### WORK INSTRUCTION
Quote the portion of the OpenLiteSpeed and Nginx comparison text below between "There's also .htaccess" and "as Nginx config.", inclusive.

### TEXT UNDER STUDY

OpenLiteSpeed vs Nginx for PHP: What Actually Differs
OpenLiteSpeed shows up a lot in WordPress hosting recommendations, usually with benchmark numbers showing it outperforming Nginx with PHP-FPM under load. Those numbers aren't fabricated, OpenLiteSpeed's architecture does have real advantages for PHP specifically. Whether that makes it the right choice for a given server is a different question, and the answer has more to do with the rest of the stack than with the benchmark.
Why OpenLiteSpeed can be faster for PHP
Nginx doesn't run PHP itself, it proxies requests to PHP-FPM, a separate process pool, over a socket or TCP connection. This separation is flexible (PHP-FPM can be tuned, restarted, or scaled independently), but it's an extra hop for every dynamic request. OpenLiteSpeed uses LSAPI, a tighter integration between the web server and PHP that avoids that extra proxy layer, and ships with LSCache, a page and object caching layer built into the server itself.
For WordPress specifically, the LSCache plugin integrates directly with this server-level cache, giving you full-page caching, object caching, and cache management (purging on post updates, for example) configured through WordPress's admin without separately standing up Redis or a reverse proxy cache. For a WordPress-heavy hosting setup, that's a genuinely simpler stack: one piece of software doing what would otherwise be Nginx, PHP-FPM, and a separate cache layer.
What Nginx still has going for it
The performance gap mostly applies to PHP. If a server runs more than one kind of workload, a Node API alongside the WordPress site, a Python service, anything non-PHP, Nginx's role as a general-purpose reverse proxy in front of all of it is familiar territory, with LSAPI's advantage being specific to PHP and not extending to other backends.
The bigger factor, though, is who else has to work on this server. Nginx configuration syntax is something most people who've touched server administration have seen before, documentation, Stack Overflow answers, and AI tooling all have a vast amount of Nginx-specific material to draw on. OpenLiteSpeed's configuration, while not exotic, is less universally familiar, and its admin web UI, while convenient, is one more interface to learn for someone used to editing config files directly. If a server might be handed off to another admin, or a client's other contractors, "everyone already knows roughly how this works" has real value that doesn't show up in a benchmark.
There's also .htaccess support: OpenLiteSpeed honors Apache-style .htaccess files, which Nginx does not. For a migration from shared Apache hosting where a site has accumulated .htaccess rules over the years, that compatibility can mean the difference between a clean migration and rewriting every rule as Nginx config.

######
### INFORMATION GIVEN

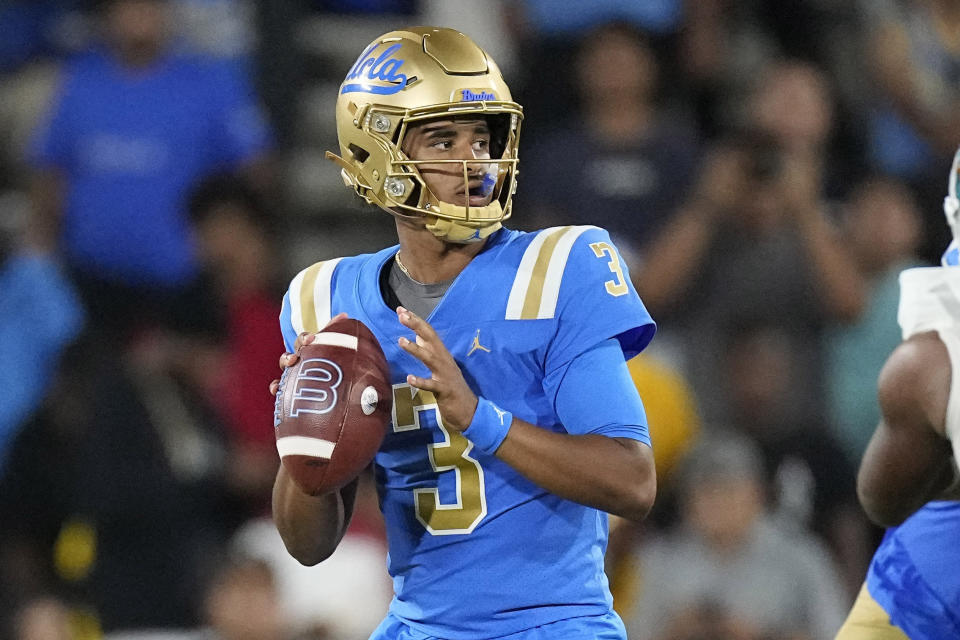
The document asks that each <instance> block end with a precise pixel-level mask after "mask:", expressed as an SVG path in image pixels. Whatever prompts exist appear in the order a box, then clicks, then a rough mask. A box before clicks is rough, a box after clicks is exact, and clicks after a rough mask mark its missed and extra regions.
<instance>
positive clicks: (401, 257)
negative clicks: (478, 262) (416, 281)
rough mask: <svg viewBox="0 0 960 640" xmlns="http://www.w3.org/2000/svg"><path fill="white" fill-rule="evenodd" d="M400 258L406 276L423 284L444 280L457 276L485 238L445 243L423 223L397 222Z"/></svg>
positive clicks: (401, 221)
mask: <svg viewBox="0 0 960 640" xmlns="http://www.w3.org/2000/svg"><path fill="white" fill-rule="evenodd" d="M397 236H398V237H399V239H400V258H401V260H402V261H403V262H402V263H401V264H403V268H404V270H405V271H406V273H407V275H409V276H410V277H411V278H413V279H414V280H416V281H417V282H422V283H424V284H431V283H435V282H446V281H448V280H452V279H454V278H456V277H457V276H458V275H460V272H461V271H463V270H464V269H465V268H466V266H467V265H468V264H470V261H471V260H473V258H474V257H475V256H476V255H477V254H478V253H480V251H481V250H482V249H483V246H484V244H485V243H486V241H483V242H474V243H471V244H458V243H452V242H444V241H443V240H441V239H440V238H438V237H436V236H435V235H433V234H432V233H430V231H428V230H427V229H426V228H424V227H422V226H414V225H412V224H409V223H406V222H402V221H399V220H398V221H397Z"/></svg>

######

### TASK RESPONSE
There's also .htaccess support: OpenLiteSpeed honors Apache-style .htaccess files, which Nginx does not. For a migration from shared Apache hosting where a site has accumulated .htaccess rules over the years, that compatibility can mean the difference between a clean migration and rewriting every rule as Nginx config.